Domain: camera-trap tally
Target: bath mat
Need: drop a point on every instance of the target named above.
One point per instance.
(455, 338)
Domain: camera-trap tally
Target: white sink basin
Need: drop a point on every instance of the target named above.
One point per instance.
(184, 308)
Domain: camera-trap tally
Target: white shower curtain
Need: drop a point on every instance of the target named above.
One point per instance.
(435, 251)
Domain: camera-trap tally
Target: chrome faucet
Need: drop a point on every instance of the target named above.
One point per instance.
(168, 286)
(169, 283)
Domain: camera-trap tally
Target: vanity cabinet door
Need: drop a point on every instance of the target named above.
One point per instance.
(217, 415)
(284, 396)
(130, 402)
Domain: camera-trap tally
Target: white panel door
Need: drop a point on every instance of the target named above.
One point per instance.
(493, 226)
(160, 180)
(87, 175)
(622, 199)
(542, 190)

□ □ □ □ □

TASK STATEMENT =>
Output every entry shown above, exactly.

RIGHT ANSWER =>
Domain: camera-trap tally
Target: bath mat
Need: drop a point on every instance of the target named above.
One point per instance.
(455, 338)
Domain: camera-trap tally
Target: white sink basin
Need: drop a point on every instance of the target named above.
One point per instance.
(184, 308)
Domain: camera-trap tally
Target: white shower curtain
Need: drop a point on every instance of the target named above.
One point per instance.
(435, 251)
Domain: camera-trap tally
Target: chrome faucet
Need: drop a point on every instance of the target named above.
One point per instance.
(168, 286)
(169, 283)
Domain: camera-trap tally
Target: vanity cabinet door
Need: drop a point on every instance of the target named above.
One point per instance.
(217, 415)
(284, 396)
(130, 402)
Domain: camera-trap tally
Target: white panel door
Need: drop a point on every instance of the target named above.
One point per instance.
(493, 226)
(160, 180)
(87, 175)
(622, 199)
(542, 190)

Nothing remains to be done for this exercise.